Challenge: Print exactly the lines from the one containing "Place a marker on the dirt" through the last line of the listing, both included.
- - - - - - -
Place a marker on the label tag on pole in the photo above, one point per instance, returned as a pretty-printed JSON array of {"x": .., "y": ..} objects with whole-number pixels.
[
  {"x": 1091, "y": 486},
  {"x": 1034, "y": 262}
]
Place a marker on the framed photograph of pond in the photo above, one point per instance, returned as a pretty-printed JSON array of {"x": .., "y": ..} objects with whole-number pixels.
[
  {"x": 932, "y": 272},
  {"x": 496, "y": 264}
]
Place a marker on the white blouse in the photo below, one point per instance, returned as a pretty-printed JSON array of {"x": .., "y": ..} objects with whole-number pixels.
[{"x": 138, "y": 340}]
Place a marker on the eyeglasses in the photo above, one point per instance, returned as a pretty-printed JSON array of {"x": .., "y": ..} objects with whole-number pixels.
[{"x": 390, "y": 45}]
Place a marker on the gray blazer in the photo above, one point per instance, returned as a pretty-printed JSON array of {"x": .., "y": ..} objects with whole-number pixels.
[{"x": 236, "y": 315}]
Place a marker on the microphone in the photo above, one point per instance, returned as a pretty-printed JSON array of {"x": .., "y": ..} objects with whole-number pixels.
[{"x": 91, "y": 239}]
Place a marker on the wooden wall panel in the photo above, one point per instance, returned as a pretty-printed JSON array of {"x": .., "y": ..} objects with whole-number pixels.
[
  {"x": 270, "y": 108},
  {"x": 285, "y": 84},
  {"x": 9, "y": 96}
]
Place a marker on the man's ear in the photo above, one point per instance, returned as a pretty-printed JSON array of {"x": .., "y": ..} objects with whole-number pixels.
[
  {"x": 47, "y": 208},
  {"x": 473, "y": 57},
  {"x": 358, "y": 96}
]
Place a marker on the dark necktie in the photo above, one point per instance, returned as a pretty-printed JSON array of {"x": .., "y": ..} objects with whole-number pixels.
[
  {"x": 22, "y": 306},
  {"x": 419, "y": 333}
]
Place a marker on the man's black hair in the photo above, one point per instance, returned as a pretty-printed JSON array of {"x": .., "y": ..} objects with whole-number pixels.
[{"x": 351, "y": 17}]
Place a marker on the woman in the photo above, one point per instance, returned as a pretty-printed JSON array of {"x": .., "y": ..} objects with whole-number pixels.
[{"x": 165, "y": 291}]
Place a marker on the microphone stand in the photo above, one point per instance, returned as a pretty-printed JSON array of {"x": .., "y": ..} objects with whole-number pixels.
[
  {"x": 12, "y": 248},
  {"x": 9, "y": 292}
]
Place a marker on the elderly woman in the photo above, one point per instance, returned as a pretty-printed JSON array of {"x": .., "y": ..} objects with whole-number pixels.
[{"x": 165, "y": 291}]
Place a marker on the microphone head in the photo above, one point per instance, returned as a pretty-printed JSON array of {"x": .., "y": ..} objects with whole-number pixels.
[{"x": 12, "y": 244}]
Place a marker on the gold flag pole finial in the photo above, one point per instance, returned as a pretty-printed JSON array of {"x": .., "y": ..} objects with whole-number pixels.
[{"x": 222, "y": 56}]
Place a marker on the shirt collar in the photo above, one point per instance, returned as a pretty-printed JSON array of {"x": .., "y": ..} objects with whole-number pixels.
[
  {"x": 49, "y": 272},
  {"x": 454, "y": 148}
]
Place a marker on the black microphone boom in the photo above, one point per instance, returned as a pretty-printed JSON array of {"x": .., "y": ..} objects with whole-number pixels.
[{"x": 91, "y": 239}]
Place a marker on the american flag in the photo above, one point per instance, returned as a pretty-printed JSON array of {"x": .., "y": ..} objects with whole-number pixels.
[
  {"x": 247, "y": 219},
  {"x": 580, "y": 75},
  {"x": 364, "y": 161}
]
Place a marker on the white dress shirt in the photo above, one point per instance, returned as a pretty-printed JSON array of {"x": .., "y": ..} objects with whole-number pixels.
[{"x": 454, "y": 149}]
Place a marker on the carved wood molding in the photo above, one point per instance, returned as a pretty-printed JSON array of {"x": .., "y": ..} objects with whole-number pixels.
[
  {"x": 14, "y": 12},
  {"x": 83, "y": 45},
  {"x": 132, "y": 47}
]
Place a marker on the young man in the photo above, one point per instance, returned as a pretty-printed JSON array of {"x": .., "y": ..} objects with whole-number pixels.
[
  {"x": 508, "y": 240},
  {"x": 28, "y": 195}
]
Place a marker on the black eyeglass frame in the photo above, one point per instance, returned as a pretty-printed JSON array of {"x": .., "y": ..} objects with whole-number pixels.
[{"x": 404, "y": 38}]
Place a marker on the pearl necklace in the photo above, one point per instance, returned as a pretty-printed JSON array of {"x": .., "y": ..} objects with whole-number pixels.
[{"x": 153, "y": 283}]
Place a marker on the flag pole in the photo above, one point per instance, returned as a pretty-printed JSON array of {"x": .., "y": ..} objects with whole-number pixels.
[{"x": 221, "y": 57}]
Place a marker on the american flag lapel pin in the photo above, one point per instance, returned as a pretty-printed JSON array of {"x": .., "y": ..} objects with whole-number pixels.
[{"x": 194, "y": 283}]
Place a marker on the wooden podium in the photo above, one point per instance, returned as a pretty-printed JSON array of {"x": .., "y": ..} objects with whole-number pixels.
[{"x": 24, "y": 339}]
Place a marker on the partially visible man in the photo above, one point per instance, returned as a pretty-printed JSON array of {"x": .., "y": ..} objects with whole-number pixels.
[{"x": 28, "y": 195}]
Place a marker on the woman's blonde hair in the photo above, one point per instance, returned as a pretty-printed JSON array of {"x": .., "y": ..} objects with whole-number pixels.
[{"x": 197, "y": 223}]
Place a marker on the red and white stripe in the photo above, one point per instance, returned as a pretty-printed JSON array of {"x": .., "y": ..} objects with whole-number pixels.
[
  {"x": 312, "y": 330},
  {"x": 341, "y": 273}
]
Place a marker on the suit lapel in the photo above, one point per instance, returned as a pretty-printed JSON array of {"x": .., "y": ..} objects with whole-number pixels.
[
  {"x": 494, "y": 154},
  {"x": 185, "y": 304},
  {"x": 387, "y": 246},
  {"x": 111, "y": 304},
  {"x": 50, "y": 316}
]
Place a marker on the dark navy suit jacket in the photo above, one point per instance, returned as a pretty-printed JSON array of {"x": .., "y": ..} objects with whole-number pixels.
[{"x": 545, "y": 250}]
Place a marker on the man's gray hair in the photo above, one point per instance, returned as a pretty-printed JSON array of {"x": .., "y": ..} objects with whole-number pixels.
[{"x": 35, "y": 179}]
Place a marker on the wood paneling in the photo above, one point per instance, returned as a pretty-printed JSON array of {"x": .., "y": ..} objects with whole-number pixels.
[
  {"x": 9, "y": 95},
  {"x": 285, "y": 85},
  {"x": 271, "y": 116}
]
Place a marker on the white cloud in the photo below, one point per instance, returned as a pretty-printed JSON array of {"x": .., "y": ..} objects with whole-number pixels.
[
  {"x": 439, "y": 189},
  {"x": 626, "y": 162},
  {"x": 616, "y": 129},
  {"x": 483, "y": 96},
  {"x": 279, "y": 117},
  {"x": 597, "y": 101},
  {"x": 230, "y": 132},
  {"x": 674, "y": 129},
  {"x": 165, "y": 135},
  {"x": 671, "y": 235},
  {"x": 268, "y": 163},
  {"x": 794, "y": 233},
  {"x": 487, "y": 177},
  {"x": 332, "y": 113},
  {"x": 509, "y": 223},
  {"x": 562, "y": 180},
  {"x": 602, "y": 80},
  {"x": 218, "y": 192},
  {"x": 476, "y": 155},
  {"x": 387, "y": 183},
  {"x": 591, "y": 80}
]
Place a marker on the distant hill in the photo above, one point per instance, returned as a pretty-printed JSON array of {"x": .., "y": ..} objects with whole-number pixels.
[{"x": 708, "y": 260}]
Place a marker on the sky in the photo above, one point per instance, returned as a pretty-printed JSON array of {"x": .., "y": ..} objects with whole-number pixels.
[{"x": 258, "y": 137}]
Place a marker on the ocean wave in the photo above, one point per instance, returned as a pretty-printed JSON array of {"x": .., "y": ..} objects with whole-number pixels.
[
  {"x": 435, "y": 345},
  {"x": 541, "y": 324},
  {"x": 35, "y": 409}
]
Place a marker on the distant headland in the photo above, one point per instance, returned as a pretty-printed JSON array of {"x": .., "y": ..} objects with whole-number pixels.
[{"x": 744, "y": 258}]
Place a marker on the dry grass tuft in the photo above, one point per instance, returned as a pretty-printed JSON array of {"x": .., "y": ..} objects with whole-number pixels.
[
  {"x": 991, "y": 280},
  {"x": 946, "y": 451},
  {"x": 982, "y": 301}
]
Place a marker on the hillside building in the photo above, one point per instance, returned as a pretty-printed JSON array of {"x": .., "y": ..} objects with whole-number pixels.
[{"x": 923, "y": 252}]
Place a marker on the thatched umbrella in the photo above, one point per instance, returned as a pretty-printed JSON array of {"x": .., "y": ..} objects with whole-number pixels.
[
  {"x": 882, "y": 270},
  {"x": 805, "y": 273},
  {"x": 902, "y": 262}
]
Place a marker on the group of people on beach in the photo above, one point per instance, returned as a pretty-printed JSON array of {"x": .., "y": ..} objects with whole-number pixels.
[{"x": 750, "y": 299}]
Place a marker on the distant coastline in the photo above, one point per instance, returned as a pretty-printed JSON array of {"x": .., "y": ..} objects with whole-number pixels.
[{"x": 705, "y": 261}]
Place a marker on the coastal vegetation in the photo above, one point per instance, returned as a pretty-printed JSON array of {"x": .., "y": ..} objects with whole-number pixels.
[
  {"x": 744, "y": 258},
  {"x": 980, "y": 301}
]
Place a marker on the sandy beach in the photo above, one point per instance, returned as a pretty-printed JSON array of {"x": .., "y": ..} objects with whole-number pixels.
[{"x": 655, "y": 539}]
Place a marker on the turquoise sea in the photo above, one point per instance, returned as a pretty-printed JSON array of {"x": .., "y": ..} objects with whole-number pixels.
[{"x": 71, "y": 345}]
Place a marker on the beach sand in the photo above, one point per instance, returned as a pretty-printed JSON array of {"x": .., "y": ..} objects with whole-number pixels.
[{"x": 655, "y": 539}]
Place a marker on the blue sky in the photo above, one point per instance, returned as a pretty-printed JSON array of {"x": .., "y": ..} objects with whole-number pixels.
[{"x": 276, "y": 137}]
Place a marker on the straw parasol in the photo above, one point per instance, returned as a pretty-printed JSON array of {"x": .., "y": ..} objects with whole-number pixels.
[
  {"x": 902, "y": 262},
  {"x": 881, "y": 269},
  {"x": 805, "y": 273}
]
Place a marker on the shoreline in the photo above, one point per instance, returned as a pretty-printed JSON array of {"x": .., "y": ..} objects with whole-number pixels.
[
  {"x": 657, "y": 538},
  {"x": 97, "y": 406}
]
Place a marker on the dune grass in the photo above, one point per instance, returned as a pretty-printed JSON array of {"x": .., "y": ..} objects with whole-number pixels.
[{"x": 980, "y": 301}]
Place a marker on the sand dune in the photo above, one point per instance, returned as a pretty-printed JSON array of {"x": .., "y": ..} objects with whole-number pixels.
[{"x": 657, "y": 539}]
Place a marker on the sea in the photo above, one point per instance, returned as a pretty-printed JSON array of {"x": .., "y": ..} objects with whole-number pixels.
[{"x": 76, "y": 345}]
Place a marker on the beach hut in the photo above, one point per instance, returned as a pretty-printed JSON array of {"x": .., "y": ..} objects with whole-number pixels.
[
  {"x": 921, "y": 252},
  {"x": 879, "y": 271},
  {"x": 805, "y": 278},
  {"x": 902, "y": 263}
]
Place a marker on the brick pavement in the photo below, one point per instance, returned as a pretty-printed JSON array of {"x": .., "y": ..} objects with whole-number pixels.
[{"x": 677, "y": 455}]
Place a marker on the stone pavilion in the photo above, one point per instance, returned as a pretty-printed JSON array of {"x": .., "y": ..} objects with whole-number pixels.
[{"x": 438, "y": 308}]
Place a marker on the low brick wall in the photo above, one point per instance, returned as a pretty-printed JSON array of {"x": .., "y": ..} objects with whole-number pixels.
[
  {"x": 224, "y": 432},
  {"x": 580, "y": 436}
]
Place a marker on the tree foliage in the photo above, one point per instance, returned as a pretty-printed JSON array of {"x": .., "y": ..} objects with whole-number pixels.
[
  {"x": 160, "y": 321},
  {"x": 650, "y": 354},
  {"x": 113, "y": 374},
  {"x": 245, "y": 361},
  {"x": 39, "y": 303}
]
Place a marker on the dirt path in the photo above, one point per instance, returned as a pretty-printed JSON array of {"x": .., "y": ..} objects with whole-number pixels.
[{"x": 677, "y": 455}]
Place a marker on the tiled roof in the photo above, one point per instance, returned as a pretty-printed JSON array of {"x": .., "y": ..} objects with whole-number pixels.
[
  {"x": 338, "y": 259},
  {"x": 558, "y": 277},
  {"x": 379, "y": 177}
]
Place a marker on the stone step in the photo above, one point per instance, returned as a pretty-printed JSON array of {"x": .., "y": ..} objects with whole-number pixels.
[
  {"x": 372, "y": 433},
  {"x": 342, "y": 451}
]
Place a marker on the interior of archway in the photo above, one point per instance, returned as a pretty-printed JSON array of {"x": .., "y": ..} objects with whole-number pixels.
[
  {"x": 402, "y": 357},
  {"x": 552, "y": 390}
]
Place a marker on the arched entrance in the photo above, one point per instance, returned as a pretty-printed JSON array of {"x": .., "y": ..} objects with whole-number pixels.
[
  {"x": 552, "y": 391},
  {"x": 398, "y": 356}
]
- - - - - - -
Answer to the problem:
Place a marker on the dirt path in the photo above, one point per instance, returned as a pretty-printed JSON array of {"x": .., "y": ..} objects with whole-number pixels.
[{"x": 677, "y": 455}]
Place a marker on the tiled roof in the photo above, one point per instance, returned as a pretty-printed JSON array of {"x": .., "y": ..} objects with whole-number pixels.
[
  {"x": 338, "y": 259},
  {"x": 558, "y": 277},
  {"x": 379, "y": 177}
]
Place a marker on the stone step in the photo above, one point per instance, returned as a pretty-printed JSON array of {"x": .., "y": ..} objects with whole-number pixels.
[
  {"x": 372, "y": 433},
  {"x": 342, "y": 451}
]
Place a marker on the interior of archway in the photo above, one point per instance, returned as a pretty-printed JSON array of {"x": .., "y": ..} objects with whole-number pixels.
[
  {"x": 402, "y": 357},
  {"x": 552, "y": 390}
]
Place a marker on the arched entrance in the photo above, one point per instance, returned as a pretty-printed JSON array of {"x": .., "y": ..} objects with whole-number pixels.
[
  {"x": 552, "y": 391},
  {"x": 398, "y": 356}
]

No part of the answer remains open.